Which lines run from the line containing "ridge for me with box coords" through the end of the records below? Reproduce them exactly, and nothing else.

____

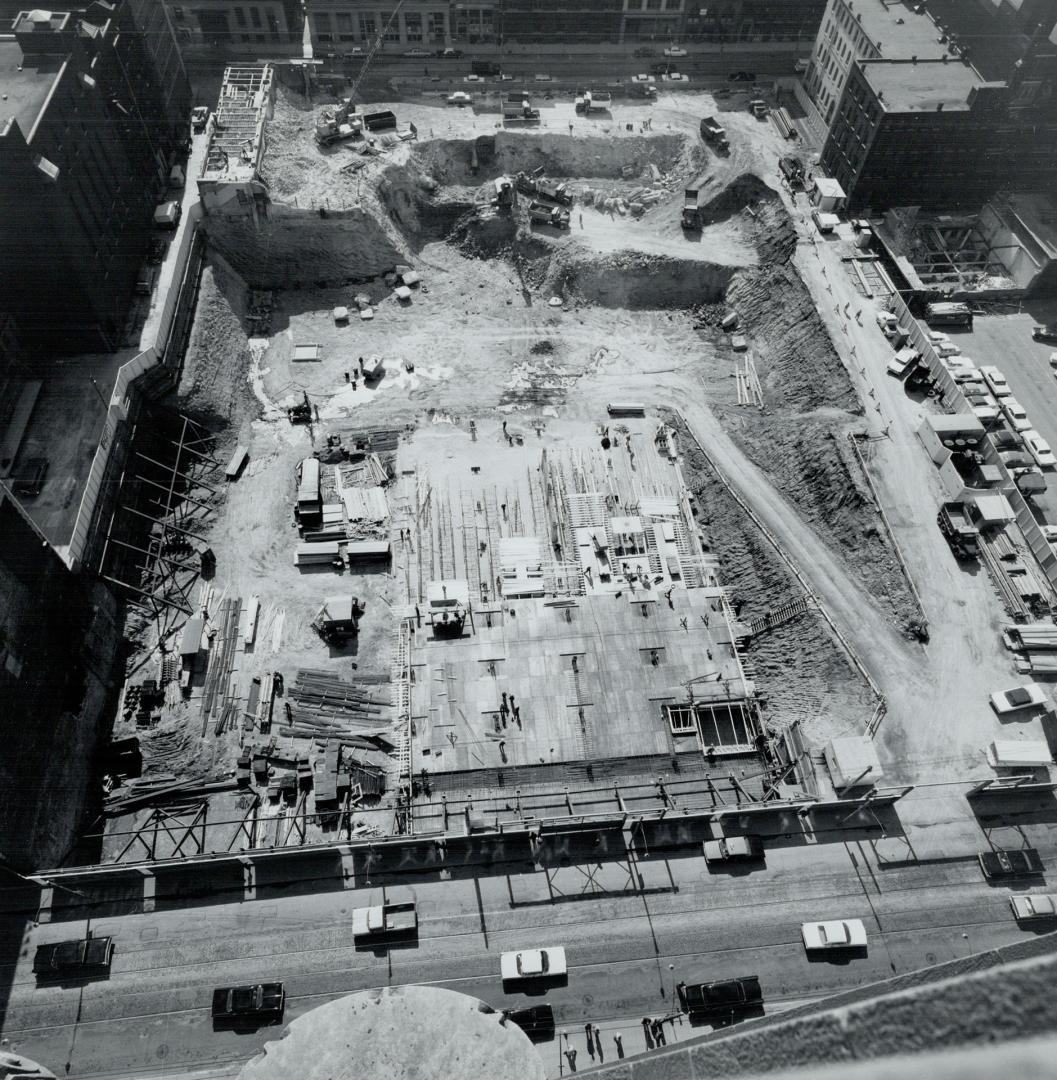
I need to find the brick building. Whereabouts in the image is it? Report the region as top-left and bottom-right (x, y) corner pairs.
(0, 5), (190, 350)
(820, 48), (1057, 212)
(166, 0), (302, 52)
(684, 0), (825, 44)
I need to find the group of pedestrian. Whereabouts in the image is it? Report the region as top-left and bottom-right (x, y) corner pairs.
(642, 1016), (668, 1048)
(564, 1025), (625, 1072)
(497, 690), (521, 729)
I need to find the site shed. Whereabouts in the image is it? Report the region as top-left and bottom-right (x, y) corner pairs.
(179, 616), (204, 658)
(971, 493), (1014, 526)
(824, 736), (883, 791)
(986, 740), (1054, 768)
(293, 344), (321, 362)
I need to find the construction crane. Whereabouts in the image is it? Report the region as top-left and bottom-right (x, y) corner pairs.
(348, 0), (405, 104)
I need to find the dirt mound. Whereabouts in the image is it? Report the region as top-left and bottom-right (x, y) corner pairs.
(697, 172), (781, 228)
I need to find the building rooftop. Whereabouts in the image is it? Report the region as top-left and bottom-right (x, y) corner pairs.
(1002, 192), (1057, 259)
(861, 57), (993, 112)
(843, 0), (949, 61)
(0, 38), (63, 141)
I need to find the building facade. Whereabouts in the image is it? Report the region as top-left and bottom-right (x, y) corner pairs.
(166, 0), (301, 52)
(684, 0), (825, 44)
(0, 5), (190, 350)
(820, 52), (1057, 212)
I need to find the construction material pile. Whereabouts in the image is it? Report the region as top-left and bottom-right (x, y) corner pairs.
(279, 669), (395, 749)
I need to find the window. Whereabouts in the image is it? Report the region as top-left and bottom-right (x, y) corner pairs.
(383, 12), (401, 41)
(249, 6), (261, 28)
(234, 7), (246, 27)
(404, 11), (422, 40)
(428, 12), (445, 40)
(359, 13), (375, 38)
(646, 0), (662, 8)
(336, 13), (353, 33)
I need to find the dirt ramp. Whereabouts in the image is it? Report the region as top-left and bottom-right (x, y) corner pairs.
(205, 206), (410, 290)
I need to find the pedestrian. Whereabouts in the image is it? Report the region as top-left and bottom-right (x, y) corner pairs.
(344, 371), (350, 383)
(585, 1023), (595, 1059)
(564, 1047), (577, 1071)
(614, 1032), (624, 1058)
(579, 212), (584, 228)
(642, 1017), (655, 1050)
(352, 375), (357, 390)
(424, 65), (428, 76)
(665, 587), (674, 609)
(284, 701), (293, 722)
(569, 121), (574, 134)
(502, 420), (508, 434)
(593, 1025), (603, 1062)
(652, 1019), (666, 1046)
(513, 705), (521, 726)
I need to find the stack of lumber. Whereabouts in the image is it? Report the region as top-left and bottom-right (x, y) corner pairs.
(289, 669), (392, 724)
(104, 775), (238, 815)
(1003, 623), (1057, 651)
(200, 598), (242, 735)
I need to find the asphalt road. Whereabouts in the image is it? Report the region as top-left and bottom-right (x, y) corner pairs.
(3, 833), (1050, 1078)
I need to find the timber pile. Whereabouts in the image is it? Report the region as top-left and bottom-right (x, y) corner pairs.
(1004, 624), (1057, 651)
(290, 669), (393, 725)
(104, 775), (238, 815)
(200, 598), (242, 735)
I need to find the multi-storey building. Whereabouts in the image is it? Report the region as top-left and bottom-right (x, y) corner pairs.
(684, 0), (825, 44)
(805, 0), (951, 127)
(0, 6), (190, 350)
(166, 0), (301, 53)
(820, 43), (1057, 212)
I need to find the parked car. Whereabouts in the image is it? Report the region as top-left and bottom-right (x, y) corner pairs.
(664, 46), (688, 57)
(1010, 894), (1057, 920)
(212, 983), (285, 1022)
(633, 46), (656, 58)
(631, 73), (654, 82)
(979, 365), (1010, 397)
(464, 73), (484, 82)
(402, 47), (432, 58)
(703, 836), (764, 863)
(1000, 397), (1031, 431)
(729, 70), (756, 82)
(1032, 324), (1057, 343)
(438, 47), (463, 58)
(800, 919), (867, 951)
(501, 1004), (555, 1040)
(12, 456), (49, 496)
(500, 947), (566, 982)
(992, 428), (1022, 450)
(447, 91), (472, 106)
(678, 976), (762, 1016)
(533, 73), (554, 81)
(153, 200), (181, 230)
(663, 72), (690, 82)
(344, 47), (365, 57)
(989, 683), (1048, 714)
(978, 847), (1044, 879)
(190, 105), (209, 132)
(1040, 524), (1057, 542)
(1022, 430), (1057, 469)
(34, 937), (114, 978)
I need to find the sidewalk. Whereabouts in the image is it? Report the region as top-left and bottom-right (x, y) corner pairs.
(546, 1011), (694, 1076)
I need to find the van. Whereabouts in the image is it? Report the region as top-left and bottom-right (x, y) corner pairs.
(295, 457), (322, 526)
(135, 265), (156, 296)
(153, 200), (181, 230)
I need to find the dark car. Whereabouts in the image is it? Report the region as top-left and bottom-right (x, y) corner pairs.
(438, 47), (463, 58)
(729, 70), (756, 82)
(212, 983), (286, 1023)
(978, 848), (1044, 880)
(633, 46), (656, 57)
(502, 1004), (555, 1041)
(991, 428), (1022, 450)
(34, 937), (114, 978)
(678, 976), (762, 1017)
(1032, 324), (1057, 343)
(12, 456), (48, 496)
(651, 62), (675, 75)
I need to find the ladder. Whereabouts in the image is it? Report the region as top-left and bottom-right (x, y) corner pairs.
(748, 596), (813, 638)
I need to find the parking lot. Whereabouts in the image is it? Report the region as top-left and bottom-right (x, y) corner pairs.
(947, 302), (1057, 524)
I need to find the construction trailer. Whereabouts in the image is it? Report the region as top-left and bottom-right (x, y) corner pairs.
(681, 170), (710, 230)
(311, 595), (363, 643)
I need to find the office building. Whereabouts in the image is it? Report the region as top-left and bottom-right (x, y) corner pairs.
(684, 0), (825, 44)
(166, 0), (301, 53)
(0, 5), (190, 350)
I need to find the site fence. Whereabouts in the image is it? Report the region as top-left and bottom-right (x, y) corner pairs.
(66, 208), (205, 571)
(886, 290), (1057, 591)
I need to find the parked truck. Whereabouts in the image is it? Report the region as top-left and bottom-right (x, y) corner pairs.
(681, 170), (710, 230)
(352, 901), (418, 942)
(528, 200), (570, 228)
(503, 94), (540, 122)
(699, 116), (729, 153)
(925, 301), (973, 329)
(588, 90), (612, 112)
(937, 501), (980, 559)
(471, 60), (501, 77)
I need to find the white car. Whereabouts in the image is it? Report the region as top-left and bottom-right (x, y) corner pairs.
(1001, 397), (1031, 432)
(936, 341), (961, 357)
(989, 683), (1049, 714)
(662, 72), (690, 82)
(534, 73), (554, 81)
(801, 919), (867, 951)
(631, 73), (654, 82)
(1010, 894), (1057, 920)
(980, 365), (1011, 397)
(447, 91), (472, 106)
(500, 947), (566, 981)
(1023, 430), (1057, 469)
(1040, 524), (1057, 542)
(1049, 352), (1057, 369)
(664, 46), (688, 57)
(926, 330), (950, 344)
(464, 74), (484, 83)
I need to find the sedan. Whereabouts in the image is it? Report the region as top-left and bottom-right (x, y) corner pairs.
(447, 91), (472, 106)
(1032, 324), (1057, 343)
(402, 47), (432, 58)
(801, 919), (867, 951)
(464, 74), (484, 82)
(501, 947), (566, 981)
(664, 46), (688, 57)
(989, 683), (1048, 714)
(663, 72), (691, 82)
(729, 70), (756, 82)
(1010, 894), (1057, 920)
(631, 73), (654, 82)
(678, 976), (762, 1016)
(1022, 430), (1057, 469)
(979, 848), (1044, 880)
(1001, 397), (1031, 431)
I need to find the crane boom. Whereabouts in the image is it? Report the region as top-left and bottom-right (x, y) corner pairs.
(349, 0), (405, 103)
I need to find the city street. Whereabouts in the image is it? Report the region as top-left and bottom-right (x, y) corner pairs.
(3, 810), (1053, 1078)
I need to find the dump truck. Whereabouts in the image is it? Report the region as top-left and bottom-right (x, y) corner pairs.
(937, 501), (979, 559)
(515, 172), (573, 206)
(503, 99), (540, 122)
(681, 170), (710, 230)
(529, 200), (570, 228)
(699, 115), (728, 151)
(588, 90), (612, 112)
(352, 902), (418, 942)
(779, 154), (804, 186)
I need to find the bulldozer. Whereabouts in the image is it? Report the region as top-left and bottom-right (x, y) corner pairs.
(288, 391), (312, 425)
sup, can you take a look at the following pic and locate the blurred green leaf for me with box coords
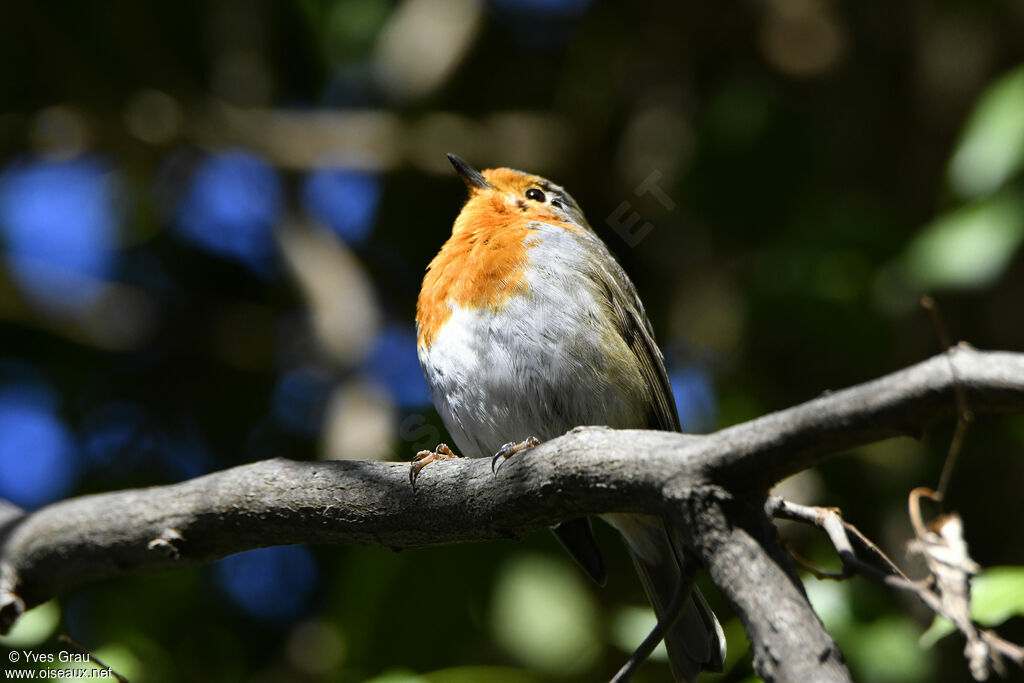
[720,616,752,673]
[324,0,391,61]
[904,190,1024,290]
[490,554,600,676]
[949,65,1024,199]
[286,618,346,676]
[806,580,933,681]
[112,633,178,683]
[365,670,430,683]
[0,601,59,648]
[60,643,142,682]
[921,566,1024,647]
[609,605,667,661]
[844,616,934,683]
[423,666,543,683]
[967,565,1024,628]
[804,578,854,635]
[919,618,954,649]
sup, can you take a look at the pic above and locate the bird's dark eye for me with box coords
[525,188,546,202]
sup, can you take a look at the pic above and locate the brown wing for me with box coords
[589,249,681,433]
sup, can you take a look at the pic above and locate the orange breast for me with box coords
[417,200,536,350]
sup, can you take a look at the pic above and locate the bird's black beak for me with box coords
[447,153,495,191]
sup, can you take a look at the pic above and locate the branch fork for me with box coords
[1,348,1023,681]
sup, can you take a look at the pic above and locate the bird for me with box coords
[413,153,726,681]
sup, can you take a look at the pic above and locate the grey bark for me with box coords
[2,347,1023,682]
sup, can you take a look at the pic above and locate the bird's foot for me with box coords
[492,436,540,474]
[410,443,460,485]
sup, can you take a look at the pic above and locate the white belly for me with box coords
[418,239,649,459]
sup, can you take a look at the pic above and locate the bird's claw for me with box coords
[491,436,540,474]
[410,443,459,485]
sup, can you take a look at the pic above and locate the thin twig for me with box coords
[610,562,695,682]
[981,630,1024,670]
[921,296,973,501]
[57,634,129,683]
[768,498,907,580]
[783,540,849,581]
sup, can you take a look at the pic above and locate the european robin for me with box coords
[414,154,726,681]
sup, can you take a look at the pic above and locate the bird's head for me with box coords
[446,153,591,235]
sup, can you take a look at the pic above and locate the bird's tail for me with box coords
[606,514,726,682]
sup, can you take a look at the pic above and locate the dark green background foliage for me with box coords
[1,1,1023,681]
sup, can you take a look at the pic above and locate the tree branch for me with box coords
[678,488,852,681]
[2,347,1023,681]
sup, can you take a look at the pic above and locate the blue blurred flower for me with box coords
[272,368,334,436]
[81,402,210,482]
[215,545,319,625]
[0,157,119,313]
[81,402,160,473]
[153,420,212,482]
[668,367,717,434]
[174,150,283,274]
[0,382,78,508]
[363,325,430,408]
[492,0,592,13]
[301,167,381,246]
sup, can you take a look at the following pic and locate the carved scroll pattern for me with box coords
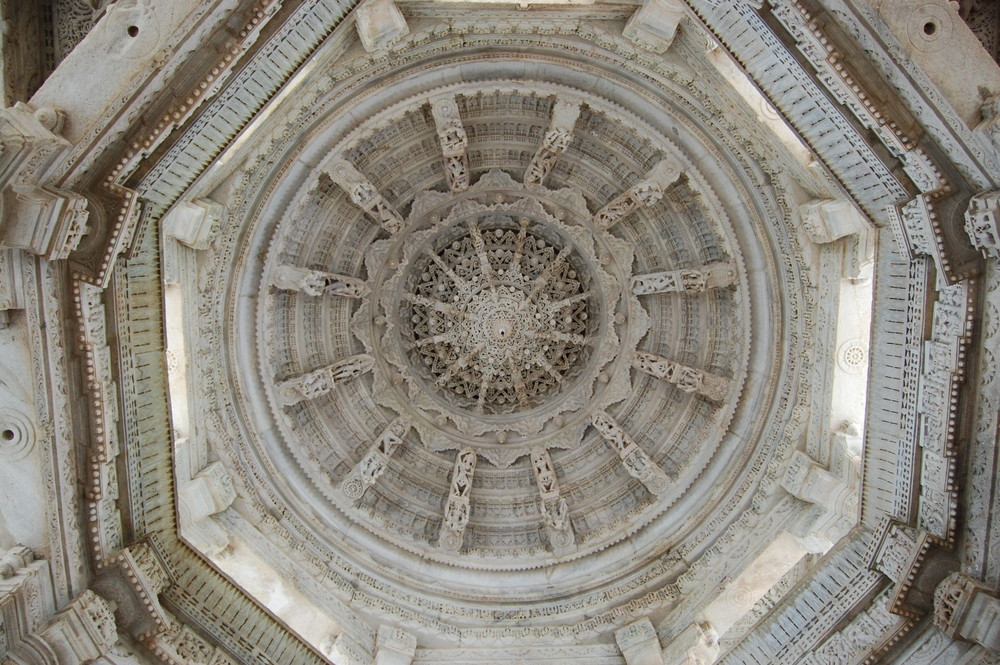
[633,351,729,402]
[271,265,368,298]
[592,159,682,230]
[530,448,576,552]
[431,97,470,193]
[591,412,669,495]
[342,417,411,499]
[524,99,581,188]
[328,160,405,234]
[438,448,477,551]
[276,354,374,406]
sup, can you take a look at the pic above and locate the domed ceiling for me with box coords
[161,6,870,658]
[4,0,999,663]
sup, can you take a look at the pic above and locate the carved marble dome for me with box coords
[193,33,809,635]
[2,2,1000,665]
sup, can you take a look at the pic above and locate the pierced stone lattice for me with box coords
[402,220,595,414]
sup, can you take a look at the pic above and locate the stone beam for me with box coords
[530,447,576,555]
[592,412,669,496]
[524,97,581,188]
[430,95,470,193]
[271,265,368,298]
[327,160,405,234]
[593,159,682,230]
[276,354,374,406]
[438,448,476,552]
[341,417,410,500]
[632,352,729,402]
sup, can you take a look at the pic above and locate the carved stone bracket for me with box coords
[92,543,171,640]
[524,97,581,188]
[354,0,408,52]
[327,160,405,234]
[430,95,470,193]
[438,448,476,551]
[615,617,664,665]
[529,447,576,555]
[623,0,687,53]
[0,184,89,260]
[271,265,368,298]
[177,460,236,557]
[933,572,1000,651]
[374,624,417,665]
[632,352,729,402]
[631,262,735,295]
[162,199,225,251]
[276,354,374,406]
[592,159,682,230]
[592,411,669,496]
[964,191,1000,259]
[798,199,874,279]
[867,519,956,619]
[342,417,410,500]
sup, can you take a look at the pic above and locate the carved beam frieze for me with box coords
[276,354,374,406]
[374,624,417,665]
[631,262,735,296]
[592,159,682,230]
[530,447,576,555]
[623,0,687,53]
[615,617,664,665]
[592,412,669,496]
[342,417,410,500]
[354,0,408,52]
[327,160,405,234]
[162,199,225,251]
[271,265,368,298]
[147,621,240,665]
[964,191,1000,259]
[632,352,729,402]
[430,95,470,193]
[934,572,1000,651]
[916,281,973,541]
[438,448,476,551]
[524,97,581,188]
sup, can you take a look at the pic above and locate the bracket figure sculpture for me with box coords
[530,447,576,554]
[592,158,682,230]
[327,159,406,234]
[431,96,470,193]
[276,354,374,406]
[592,411,669,496]
[438,448,477,551]
[271,265,369,298]
[524,97,581,188]
[633,351,730,402]
[631,262,736,295]
[341,417,410,500]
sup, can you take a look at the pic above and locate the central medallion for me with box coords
[352,170,649,460]
[402,222,593,414]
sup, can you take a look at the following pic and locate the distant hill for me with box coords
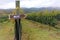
[0,9,14,14]
[22,7,60,13]
[0,7,60,14]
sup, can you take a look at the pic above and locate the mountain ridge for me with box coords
[0,7,60,14]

____

▶ _ANSWER SPACE_:
sup, can you take a look at the pic above and locate the mountain ridge for me with box coords
[0,7,60,14]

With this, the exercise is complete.